### Texte à lire ###

Que dire à propos de ce livre? Que Bataille l'avait abandonné et qu'il ne fut publié qu'à la suite de l'encouragement de ces amis? Que le livre est écrit en 1935? Qu'il y déploie les salissures de l'âme humaine et de sa passion morbide pour la mort. Troppmann ne fantasme-t-il pas sur la nécrophilie? ne va-t-il pas jusqu'à imaginer faire l'amour à sa mère qui vient de mourir?

C'est un peu tout cela. Tous les personnes du roman sont mus par une vague autodestructrice, malades, illusionnés et désillusionnés, au bord des fenêtres à de multiples reprises, au bord de l'abîme.

Des débuts de la guerre civile espagnole à la rencontre avec les jeunesses hitlériennes, la fin du roman donne une ampleur insoupçonné au reste du livre qui, il faut bien l'écrire, n'est pas agréable à lire.

### Données fournies ###

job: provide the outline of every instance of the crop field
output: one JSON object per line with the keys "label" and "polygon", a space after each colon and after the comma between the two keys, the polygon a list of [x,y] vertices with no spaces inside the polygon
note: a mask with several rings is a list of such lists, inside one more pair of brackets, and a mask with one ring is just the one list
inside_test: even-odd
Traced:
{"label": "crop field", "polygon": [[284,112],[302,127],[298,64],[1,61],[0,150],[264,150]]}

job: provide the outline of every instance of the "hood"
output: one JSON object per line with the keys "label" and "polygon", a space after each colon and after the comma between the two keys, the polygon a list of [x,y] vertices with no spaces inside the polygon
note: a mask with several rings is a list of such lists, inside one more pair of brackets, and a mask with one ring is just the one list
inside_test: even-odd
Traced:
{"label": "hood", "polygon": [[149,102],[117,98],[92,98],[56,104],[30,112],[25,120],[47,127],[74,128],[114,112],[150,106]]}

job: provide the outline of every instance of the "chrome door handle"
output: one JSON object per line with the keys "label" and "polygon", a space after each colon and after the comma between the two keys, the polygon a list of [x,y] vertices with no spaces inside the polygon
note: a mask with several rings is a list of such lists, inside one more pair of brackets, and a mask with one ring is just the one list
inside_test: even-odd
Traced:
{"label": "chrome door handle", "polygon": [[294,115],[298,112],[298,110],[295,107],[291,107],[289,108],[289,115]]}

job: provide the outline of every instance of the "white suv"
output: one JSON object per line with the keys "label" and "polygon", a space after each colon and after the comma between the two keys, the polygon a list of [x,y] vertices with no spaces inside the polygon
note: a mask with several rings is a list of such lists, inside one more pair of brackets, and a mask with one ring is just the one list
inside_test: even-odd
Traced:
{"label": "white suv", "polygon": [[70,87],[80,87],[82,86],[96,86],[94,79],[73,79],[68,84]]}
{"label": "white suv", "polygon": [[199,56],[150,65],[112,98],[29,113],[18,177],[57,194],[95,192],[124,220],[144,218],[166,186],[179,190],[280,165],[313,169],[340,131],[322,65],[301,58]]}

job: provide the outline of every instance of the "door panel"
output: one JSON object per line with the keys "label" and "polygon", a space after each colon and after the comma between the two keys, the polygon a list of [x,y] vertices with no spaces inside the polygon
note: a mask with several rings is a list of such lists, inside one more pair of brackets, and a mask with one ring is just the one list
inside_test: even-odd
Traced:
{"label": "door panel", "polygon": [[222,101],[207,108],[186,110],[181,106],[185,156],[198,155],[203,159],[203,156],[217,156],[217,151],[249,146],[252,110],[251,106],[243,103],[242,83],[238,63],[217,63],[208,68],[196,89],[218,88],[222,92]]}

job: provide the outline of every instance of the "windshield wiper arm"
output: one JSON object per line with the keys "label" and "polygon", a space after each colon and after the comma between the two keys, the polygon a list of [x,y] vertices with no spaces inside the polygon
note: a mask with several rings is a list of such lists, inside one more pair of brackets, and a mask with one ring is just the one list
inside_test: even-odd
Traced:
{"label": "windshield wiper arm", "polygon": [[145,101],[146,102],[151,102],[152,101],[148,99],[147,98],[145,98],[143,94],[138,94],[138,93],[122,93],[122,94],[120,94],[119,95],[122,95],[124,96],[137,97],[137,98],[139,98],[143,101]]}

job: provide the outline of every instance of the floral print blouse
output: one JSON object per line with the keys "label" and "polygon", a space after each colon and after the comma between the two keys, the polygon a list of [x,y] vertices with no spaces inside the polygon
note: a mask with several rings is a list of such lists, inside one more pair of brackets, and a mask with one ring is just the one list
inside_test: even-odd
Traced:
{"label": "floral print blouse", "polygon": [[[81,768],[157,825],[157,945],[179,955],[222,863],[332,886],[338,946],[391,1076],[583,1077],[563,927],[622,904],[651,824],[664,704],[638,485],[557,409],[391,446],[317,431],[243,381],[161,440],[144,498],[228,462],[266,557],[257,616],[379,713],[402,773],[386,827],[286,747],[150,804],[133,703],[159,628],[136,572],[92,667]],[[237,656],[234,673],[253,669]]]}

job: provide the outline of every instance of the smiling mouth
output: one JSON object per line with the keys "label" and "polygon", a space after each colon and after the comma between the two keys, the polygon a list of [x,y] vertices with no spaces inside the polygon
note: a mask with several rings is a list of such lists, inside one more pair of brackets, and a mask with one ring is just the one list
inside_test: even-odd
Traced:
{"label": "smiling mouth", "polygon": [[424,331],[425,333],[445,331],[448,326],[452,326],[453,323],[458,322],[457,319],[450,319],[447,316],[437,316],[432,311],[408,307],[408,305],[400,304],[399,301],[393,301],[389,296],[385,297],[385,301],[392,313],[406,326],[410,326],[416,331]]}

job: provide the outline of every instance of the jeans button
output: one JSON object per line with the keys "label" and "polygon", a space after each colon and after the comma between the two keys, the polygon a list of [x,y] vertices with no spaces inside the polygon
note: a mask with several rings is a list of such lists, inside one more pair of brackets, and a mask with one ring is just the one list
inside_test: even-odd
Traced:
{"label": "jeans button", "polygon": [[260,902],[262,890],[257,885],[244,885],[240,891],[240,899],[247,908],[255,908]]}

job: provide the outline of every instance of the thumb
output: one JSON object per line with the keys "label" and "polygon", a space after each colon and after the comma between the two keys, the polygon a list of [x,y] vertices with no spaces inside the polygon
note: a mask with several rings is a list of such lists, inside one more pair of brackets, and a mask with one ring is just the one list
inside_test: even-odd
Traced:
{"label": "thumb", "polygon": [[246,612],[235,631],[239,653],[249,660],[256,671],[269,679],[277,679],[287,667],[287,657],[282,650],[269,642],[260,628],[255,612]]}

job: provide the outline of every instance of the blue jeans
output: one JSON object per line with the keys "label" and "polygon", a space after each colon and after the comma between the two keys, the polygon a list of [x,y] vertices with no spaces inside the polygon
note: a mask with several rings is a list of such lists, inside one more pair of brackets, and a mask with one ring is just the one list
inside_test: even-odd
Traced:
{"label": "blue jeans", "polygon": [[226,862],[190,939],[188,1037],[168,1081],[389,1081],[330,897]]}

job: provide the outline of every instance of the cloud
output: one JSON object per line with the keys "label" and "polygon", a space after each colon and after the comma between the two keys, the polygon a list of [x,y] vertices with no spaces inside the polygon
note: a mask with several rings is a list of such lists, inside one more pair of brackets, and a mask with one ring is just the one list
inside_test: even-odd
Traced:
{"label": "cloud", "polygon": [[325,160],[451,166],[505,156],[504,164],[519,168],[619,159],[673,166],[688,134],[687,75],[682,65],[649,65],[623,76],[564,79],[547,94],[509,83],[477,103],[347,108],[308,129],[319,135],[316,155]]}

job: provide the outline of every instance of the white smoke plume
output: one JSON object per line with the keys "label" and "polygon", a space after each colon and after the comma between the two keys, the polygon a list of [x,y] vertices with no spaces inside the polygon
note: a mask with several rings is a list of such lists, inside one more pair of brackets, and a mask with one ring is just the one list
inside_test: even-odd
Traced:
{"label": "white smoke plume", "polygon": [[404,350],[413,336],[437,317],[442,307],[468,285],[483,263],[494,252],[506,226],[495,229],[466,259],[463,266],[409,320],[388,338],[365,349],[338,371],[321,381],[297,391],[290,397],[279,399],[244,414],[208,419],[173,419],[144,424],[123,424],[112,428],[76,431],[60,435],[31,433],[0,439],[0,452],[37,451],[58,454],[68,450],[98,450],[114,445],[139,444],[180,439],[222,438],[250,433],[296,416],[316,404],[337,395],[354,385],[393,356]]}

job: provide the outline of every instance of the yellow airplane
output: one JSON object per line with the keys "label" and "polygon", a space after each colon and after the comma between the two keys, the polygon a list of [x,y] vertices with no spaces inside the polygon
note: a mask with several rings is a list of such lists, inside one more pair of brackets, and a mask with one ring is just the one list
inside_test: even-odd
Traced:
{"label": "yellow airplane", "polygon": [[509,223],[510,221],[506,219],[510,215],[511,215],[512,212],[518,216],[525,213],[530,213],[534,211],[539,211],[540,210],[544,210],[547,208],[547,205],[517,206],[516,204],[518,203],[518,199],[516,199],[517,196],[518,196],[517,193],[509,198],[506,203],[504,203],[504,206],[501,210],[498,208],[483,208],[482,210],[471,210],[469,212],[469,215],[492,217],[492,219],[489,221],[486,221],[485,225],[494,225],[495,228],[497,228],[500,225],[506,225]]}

###

**À faire:**
**a.** D'après le texte sur le roman de Bataille, en quelle année le livre a-t-il été écrit ?
**b.** Les affirmations suivantes s'accordent-elles avec le texte sur le roman de Bataille ? (i) Les personnages du roman sont animés par une pulsion d'autodestruction. (ii) Le livre est agréable à lire. (iii) Le roman évoque la guerre civile espagnole.
**c.** Poursuivez le texte sur le roman de Bataille après sa dernière phrase.

**Corrigé des exercices:**
**a.** En 1935.

**b.** (i) Oui : « sont mus par une vague autodestructrice ». (ii) Non : « n'est pas agréable à lire ». (iii) Oui : « Des débuts de la guerre civile espagnole ».

**c.**
Ses relations aux femmes de "sa vie" sont nauséabondes et obscures, sujets de passion et de d'exécration.

A la fin du roman, Dirty s'inquiète de l'arrivée de la guerre, de l'inévitabilité de la mort des enfants, souhaitant la guerre tout en sachant qu'elle est un monstre.

Un concentré de misanthropie à l'aube d'une décennie effroyable pour l'humanité.